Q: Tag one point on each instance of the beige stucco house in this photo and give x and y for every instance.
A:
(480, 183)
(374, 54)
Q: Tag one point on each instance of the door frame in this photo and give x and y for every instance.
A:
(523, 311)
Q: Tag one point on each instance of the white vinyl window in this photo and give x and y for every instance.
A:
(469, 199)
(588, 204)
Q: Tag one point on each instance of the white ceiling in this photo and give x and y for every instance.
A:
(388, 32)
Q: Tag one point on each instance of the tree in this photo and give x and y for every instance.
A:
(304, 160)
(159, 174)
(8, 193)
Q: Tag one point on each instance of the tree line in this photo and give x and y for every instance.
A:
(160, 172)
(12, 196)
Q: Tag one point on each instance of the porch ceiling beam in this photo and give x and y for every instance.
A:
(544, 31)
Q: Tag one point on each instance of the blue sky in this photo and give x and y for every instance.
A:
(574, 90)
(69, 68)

■ **Directions for this task**
The material must be written out again in full and without changes.

■ **Expected answer**
Q: Tag one point on each instance of the beige stucco house in this photo and give x and y for every instance.
A:
(480, 183)
(374, 54)
Q: Tag one point on each instance of the door frame in this photo and give x and y for every instance.
A:
(523, 311)
Q: Tag one point on each instance of the white vinyl window in this photo and give x and y for every instance.
A:
(469, 199)
(588, 204)
Q: Tag one point on each instance of the white ceiling in this photo and give x and y for every instance.
A:
(388, 32)
Q: Tag one point on each instance of the tree in this photo and give x and y for every instance.
A:
(304, 160)
(159, 174)
(8, 193)
Q: Tag one point on each instance of the tree line in this photo and give x and y for every instance.
A:
(160, 172)
(12, 196)
Q: Tag one point on each instance of the porch ceiling beam in this photo and give x and y for every instance.
A:
(544, 31)
Q: Tag one point on each instance of the blue sky in this photo and give x and y for every instance.
A:
(574, 90)
(69, 68)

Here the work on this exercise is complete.